RECORDS FOR THE TASK:
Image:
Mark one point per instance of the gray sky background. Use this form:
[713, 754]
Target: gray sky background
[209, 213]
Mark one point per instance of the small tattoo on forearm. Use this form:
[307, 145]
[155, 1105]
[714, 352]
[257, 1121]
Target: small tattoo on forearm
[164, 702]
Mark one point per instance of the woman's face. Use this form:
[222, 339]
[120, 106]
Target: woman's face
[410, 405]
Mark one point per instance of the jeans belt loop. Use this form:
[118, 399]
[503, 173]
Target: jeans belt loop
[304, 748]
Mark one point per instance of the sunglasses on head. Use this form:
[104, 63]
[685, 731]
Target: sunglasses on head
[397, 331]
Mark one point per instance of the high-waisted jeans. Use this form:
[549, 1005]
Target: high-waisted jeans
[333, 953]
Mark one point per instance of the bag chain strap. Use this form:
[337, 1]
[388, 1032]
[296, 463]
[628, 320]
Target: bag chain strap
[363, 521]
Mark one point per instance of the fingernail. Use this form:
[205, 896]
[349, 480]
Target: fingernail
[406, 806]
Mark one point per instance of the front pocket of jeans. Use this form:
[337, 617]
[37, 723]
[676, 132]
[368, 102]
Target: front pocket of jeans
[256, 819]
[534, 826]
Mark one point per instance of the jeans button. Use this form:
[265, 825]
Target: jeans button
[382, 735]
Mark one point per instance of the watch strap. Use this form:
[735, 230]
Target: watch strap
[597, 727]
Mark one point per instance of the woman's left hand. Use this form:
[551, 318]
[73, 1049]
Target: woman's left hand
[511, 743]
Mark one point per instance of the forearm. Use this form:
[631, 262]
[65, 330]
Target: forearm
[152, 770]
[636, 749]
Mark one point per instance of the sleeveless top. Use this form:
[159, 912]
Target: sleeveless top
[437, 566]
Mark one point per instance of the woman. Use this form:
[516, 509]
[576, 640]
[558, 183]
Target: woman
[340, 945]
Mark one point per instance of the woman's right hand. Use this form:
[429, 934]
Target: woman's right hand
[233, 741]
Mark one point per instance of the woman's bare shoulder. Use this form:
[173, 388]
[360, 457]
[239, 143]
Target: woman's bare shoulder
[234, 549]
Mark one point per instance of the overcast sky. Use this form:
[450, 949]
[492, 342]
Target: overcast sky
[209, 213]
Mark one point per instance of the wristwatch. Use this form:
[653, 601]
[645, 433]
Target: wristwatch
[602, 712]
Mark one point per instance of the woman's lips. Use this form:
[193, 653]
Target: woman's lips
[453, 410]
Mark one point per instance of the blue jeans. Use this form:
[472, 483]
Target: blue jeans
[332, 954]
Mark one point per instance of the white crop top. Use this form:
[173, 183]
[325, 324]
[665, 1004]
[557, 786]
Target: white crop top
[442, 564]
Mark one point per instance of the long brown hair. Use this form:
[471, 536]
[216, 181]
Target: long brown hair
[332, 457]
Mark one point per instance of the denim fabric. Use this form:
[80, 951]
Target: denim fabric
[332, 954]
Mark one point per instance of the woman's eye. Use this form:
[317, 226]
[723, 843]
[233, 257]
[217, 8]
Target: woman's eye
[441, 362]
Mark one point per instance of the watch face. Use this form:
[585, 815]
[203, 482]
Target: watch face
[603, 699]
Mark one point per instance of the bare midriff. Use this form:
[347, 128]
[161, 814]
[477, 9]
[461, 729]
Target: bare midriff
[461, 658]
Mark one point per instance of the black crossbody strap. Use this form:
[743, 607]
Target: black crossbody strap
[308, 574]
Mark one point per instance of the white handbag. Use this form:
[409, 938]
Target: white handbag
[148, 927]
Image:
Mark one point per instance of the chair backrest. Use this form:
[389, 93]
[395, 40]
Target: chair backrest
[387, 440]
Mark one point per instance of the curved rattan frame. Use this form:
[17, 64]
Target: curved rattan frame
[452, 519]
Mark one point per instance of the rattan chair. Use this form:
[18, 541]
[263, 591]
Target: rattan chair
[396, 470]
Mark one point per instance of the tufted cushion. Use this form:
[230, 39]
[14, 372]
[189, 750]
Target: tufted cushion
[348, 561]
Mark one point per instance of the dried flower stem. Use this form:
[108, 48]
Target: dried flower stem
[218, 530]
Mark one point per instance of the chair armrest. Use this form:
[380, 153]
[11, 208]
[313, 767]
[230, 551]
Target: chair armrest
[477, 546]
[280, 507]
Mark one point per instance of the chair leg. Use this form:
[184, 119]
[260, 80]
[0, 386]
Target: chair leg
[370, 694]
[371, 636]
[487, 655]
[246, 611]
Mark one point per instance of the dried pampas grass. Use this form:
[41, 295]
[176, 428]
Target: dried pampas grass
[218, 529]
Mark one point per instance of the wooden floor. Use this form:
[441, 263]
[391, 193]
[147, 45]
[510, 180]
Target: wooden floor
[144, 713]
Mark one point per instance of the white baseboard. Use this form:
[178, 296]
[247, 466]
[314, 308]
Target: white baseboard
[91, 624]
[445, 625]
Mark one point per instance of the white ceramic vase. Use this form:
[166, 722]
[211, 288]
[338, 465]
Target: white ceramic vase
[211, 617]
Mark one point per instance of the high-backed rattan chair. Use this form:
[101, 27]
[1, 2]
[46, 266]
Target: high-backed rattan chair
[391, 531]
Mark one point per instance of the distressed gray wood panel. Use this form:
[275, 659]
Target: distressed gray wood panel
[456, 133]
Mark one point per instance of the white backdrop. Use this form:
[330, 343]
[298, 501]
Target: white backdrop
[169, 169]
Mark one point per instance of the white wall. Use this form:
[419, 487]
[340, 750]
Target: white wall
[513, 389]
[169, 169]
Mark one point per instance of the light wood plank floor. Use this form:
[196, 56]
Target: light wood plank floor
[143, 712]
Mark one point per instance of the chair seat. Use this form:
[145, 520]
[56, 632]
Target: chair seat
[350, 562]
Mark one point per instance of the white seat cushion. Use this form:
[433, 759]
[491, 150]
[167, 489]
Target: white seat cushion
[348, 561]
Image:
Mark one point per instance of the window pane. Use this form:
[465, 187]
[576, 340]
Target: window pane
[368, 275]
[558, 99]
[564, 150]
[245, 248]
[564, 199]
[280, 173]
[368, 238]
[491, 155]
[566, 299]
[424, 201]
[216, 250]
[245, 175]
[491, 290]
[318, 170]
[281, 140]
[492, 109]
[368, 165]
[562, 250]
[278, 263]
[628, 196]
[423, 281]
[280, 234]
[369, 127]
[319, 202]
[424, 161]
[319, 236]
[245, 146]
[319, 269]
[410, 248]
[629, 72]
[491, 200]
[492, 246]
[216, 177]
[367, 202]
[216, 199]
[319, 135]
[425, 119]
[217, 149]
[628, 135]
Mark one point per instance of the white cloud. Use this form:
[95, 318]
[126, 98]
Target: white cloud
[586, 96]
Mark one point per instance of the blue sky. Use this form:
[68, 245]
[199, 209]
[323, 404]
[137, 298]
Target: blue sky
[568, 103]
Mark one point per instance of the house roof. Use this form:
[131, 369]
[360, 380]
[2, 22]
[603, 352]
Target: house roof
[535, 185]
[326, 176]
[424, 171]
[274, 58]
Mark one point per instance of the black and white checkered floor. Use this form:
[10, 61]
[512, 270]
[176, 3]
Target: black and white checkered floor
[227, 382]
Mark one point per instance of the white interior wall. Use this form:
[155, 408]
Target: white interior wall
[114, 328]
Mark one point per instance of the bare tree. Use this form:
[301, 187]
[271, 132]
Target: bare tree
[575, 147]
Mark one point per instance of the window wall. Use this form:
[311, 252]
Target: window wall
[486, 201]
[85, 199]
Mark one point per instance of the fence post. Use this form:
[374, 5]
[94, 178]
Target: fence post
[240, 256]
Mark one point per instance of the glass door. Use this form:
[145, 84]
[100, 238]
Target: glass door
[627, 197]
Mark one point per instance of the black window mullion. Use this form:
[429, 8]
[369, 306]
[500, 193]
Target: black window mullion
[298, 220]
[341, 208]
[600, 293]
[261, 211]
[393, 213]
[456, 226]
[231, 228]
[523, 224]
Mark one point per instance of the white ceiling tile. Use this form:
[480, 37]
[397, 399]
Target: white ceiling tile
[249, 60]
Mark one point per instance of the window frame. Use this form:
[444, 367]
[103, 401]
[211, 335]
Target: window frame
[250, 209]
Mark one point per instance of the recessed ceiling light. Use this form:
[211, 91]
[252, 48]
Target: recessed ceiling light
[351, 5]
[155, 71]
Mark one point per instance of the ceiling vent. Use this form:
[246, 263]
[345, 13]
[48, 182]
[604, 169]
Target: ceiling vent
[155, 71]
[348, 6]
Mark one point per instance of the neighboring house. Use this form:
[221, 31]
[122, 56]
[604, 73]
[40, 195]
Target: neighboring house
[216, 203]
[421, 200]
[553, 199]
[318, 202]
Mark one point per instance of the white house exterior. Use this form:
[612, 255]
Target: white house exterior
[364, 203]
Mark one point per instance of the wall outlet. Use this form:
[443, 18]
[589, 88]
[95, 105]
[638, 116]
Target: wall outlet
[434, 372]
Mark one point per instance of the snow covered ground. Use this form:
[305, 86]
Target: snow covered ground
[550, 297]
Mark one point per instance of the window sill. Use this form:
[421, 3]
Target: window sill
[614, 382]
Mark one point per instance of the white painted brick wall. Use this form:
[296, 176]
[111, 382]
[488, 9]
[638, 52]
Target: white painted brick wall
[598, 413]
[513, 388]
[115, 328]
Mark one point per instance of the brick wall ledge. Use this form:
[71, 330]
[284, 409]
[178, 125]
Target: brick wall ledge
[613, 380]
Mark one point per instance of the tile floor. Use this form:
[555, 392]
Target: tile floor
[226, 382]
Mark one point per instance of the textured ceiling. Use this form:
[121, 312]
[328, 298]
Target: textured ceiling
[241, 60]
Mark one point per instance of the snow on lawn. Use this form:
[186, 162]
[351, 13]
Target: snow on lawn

WHAT THIS TASK INVOLVES: Copy the rows above word for word, from the line with "Mark one point per instance of the white painted" up to and including the final line of the rows.

WORKED ANSWER:
Mark one point per instance of the white painted brick wall. Use this form:
[296, 176]
[111, 382]
[488, 9]
[638, 52]
Target: white painted brick wall
[598, 413]
[513, 388]
[115, 328]
Mark one point per instance of the brick wall ledge. Use this form:
[71, 330]
[284, 409]
[178, 125]
Target: brick wall ledge
[613, 380]
Mark one point per instance of the tile floor. Use this form:
[555, 392]
Target: tile floor
[226, 382]
Mark one point per instance of the textured ceiling. Use this form:
[121, 312]
[328, 298]
Target: textured ceiling
[241, 60]
Mark one point per instance of the snow on lawn. Use this form:
[186, 162]
[351, 13]
Target: snow on lawn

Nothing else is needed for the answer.